* DATASET ENTRIES

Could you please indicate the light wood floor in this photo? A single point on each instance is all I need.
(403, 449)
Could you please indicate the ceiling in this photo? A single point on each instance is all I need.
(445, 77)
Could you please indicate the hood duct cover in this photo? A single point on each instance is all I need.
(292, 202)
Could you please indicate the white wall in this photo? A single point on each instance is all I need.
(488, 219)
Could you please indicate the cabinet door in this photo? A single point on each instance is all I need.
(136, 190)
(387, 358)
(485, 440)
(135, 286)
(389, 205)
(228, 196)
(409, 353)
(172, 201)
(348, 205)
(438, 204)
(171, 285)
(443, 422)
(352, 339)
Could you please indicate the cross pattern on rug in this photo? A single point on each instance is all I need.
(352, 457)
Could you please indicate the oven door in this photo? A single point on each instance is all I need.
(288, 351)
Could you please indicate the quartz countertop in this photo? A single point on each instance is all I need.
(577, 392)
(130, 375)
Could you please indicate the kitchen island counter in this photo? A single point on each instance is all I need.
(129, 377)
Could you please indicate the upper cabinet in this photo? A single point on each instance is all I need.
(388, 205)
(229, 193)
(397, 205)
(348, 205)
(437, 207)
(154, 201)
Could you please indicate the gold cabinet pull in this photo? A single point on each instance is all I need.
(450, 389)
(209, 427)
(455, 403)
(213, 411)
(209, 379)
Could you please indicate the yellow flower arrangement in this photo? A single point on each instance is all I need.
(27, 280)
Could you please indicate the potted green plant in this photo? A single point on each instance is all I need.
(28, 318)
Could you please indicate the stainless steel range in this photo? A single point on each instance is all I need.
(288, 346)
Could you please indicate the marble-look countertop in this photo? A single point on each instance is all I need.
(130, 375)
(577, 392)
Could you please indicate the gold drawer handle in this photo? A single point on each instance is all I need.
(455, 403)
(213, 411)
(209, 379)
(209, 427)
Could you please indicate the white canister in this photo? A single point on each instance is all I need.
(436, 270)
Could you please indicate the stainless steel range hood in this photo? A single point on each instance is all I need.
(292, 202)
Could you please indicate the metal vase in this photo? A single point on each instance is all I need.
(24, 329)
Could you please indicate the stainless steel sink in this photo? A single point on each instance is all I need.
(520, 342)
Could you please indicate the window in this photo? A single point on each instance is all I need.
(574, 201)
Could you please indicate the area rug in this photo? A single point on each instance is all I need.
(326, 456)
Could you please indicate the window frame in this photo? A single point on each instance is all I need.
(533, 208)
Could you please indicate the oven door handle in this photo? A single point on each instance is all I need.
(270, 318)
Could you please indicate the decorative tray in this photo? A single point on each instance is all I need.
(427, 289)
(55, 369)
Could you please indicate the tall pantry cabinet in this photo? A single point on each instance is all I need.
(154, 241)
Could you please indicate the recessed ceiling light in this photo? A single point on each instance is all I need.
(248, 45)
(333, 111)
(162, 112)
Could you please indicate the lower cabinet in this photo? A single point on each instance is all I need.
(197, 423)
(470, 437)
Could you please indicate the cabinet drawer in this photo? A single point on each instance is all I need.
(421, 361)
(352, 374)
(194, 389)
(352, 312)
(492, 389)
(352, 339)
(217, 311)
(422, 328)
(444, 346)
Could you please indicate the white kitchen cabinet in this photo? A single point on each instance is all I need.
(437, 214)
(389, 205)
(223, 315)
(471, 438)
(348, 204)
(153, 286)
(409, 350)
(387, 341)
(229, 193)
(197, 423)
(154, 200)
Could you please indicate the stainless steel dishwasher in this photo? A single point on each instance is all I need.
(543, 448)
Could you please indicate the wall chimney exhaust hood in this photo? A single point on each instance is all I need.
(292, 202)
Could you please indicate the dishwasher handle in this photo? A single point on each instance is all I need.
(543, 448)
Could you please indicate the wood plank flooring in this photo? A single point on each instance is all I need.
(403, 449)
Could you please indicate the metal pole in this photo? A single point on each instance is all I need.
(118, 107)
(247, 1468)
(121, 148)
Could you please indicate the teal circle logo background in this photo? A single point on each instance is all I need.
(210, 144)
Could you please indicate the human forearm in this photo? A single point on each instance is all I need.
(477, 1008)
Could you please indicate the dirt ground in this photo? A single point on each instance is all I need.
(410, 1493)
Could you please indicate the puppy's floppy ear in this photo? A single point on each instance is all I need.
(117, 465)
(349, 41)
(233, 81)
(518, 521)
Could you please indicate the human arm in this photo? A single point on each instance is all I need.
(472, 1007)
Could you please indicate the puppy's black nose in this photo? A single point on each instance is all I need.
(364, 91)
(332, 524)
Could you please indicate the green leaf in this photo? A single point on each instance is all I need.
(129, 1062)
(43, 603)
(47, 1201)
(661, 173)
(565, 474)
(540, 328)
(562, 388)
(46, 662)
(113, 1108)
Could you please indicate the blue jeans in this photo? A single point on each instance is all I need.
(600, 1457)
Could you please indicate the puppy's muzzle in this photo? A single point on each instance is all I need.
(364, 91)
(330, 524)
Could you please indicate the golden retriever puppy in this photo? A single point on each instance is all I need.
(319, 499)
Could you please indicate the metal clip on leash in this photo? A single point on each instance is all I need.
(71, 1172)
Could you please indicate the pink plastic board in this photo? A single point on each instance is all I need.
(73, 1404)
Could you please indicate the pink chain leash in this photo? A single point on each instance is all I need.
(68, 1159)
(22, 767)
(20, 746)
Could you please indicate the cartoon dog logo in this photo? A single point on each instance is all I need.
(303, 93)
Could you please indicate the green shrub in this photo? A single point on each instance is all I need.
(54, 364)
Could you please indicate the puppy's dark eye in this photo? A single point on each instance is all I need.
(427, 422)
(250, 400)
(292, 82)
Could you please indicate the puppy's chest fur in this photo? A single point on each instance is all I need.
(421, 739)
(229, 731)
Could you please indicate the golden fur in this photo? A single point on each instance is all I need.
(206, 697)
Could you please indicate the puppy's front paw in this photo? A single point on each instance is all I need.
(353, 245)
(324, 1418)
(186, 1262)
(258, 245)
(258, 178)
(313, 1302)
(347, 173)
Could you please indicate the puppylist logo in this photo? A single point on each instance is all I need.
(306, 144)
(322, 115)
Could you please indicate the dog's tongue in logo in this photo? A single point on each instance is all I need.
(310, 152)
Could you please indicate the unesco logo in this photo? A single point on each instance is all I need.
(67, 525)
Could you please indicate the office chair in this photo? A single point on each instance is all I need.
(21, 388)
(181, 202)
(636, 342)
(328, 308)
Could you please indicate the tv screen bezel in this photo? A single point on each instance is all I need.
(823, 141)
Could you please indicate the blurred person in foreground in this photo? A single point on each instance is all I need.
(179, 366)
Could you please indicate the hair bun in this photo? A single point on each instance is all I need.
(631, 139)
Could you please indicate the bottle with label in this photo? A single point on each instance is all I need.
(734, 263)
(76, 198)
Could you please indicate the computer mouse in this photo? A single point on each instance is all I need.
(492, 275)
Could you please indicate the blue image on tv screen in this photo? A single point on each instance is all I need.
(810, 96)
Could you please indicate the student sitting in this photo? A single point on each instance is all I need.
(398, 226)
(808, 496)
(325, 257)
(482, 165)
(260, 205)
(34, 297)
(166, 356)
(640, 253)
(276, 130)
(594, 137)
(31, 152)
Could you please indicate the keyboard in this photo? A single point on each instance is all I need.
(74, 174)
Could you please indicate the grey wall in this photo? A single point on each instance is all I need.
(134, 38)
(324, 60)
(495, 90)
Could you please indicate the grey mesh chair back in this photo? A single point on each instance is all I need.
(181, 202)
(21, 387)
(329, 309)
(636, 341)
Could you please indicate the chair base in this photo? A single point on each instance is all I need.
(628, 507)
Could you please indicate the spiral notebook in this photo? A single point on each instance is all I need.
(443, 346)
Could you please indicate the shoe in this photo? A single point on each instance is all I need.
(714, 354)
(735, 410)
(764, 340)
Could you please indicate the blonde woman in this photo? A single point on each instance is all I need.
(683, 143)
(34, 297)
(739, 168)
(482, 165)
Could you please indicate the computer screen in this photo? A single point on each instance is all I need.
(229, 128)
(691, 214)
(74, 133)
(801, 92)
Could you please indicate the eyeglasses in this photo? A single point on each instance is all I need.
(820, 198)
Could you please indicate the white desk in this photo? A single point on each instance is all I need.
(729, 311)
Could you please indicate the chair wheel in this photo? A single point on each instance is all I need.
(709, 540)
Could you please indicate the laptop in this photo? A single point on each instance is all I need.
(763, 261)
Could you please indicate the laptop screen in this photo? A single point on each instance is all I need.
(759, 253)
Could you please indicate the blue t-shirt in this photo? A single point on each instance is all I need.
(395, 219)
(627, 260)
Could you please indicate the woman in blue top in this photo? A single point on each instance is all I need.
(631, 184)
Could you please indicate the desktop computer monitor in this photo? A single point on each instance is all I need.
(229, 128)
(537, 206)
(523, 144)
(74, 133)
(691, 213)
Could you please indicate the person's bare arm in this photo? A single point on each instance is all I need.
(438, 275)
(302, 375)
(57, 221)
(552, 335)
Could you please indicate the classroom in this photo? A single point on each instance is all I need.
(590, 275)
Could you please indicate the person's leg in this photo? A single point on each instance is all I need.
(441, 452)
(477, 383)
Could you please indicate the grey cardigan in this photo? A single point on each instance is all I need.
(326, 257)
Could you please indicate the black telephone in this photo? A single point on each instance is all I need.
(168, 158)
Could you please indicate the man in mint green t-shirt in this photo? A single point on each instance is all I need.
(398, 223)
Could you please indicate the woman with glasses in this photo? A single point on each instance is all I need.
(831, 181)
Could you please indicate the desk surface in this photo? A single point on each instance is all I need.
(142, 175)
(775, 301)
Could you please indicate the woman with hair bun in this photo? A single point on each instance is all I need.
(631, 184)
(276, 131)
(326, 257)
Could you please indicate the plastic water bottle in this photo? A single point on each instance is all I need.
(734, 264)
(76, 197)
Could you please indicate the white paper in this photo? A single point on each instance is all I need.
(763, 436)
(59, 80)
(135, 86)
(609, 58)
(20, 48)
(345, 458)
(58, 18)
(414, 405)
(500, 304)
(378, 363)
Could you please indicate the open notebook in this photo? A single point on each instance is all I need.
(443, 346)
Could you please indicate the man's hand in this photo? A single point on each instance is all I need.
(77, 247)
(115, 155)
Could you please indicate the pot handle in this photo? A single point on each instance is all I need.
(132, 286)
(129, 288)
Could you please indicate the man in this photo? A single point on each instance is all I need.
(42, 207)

* EXERCISE DIRECTIONS
All lines from the line containing "Could you please indicate the person's bare" through the end of the listing above are to be duplicated exactly; include both ends and nothing further.

* SOLUTION TO THIS EXERCISE
Could you please indicate the person's bare arm in this photo? A single point on each instance is all I need.
(438, 275)
(302, 375)
(57, 221)
(552, 335)
Could you please indicate the classroom in this photo? A single point on each instance is all I need.
(590, 275)
Could you please indicate the person's leg in this photo? A single point on each instance is all I need.
(441, 452)
(477, 383)
Could you please indicate the grey cardigan in this photo? A single point on each instance is all I need.
(326, 257)
Could you please indicate the black telephone in this photo? A single point on each instance is all I need.
(168, 158)
Could you please indicate the man in mint green t-shirt in this photo? A single point on each instance is all I need.
(398, 223)
Could you please indicate the woman with glasses in this photo? A single point on each instance is all I need.
(831, 181)
Could you please indicate the desk surface in this photo? A single point on each instance is all I need.
(142, 175)
(775, 301)
Could you please indicate the woman with hair bun in this photo? A single point on each instance is all I need.
(631, 184)
(276, 131)
(326, 257)
Could you please indicate the plastic water bottle in this photo? A single point on each instance is all I need.
(734, 264)
(76, 197)
Could you please indicate the white paper in this photo? A single point on each instance is all I need.
(763, 436)
(59, 80)
(135, 86)
(609, 58)
(20, 48)
(345, 458)
(58, 18)
(414, 405)
(500, 304)
(378, 363)
Could you please indicate the open notebook in this photo? A single point on each instance is all I need.
(443, 346)
Could you please indicate the man's hand in this photo? A single point on each instance is all I need.
(77, 247)
(115, 155)
Could you please indicate the pot handle in this photo? A single point on each instance is all I need.
(132, 286)
(129, 288)
Could you please indicate the man in this photo? A single point on each instance is all I need.
(42, 207)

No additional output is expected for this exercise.